§ **YOUR INSTRUCTIONS**: Although the records contain pictures, only their text should be reproduced, exactly as written.

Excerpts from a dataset
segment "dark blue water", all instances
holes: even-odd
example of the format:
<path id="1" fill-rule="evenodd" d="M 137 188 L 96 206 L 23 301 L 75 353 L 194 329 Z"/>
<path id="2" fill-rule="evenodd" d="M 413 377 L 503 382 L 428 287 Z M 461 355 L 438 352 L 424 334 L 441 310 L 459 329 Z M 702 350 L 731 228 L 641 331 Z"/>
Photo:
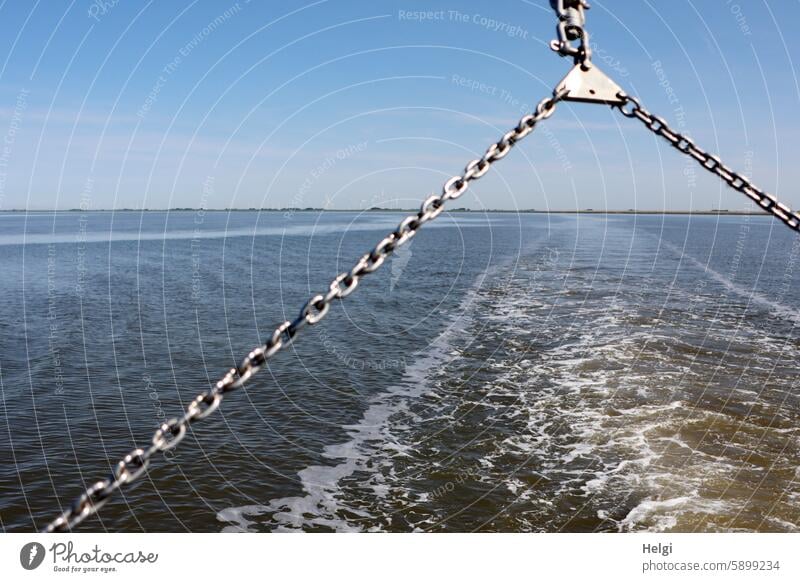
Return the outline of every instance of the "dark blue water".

§ **FINAL ANSWER**:
segment "dark blue water", all instances
holes: even-odd
example of the format:
<path id="1" fill-rule="evenodd" d="M 137 188 L 96 206 L 23 301 L 75 353 L 194 329 Z"/>
<path id="2" fill-rule="evenodd" d="M 413 377 L 503 382 L 428 287 Z M 461 355 L 438 352 L 424 334 L 441 310 L 459 329 Z M 702 350 L 731 228 L 641 331 Z"/>
Photo:
Return the outline of every instance of the "dark blue water".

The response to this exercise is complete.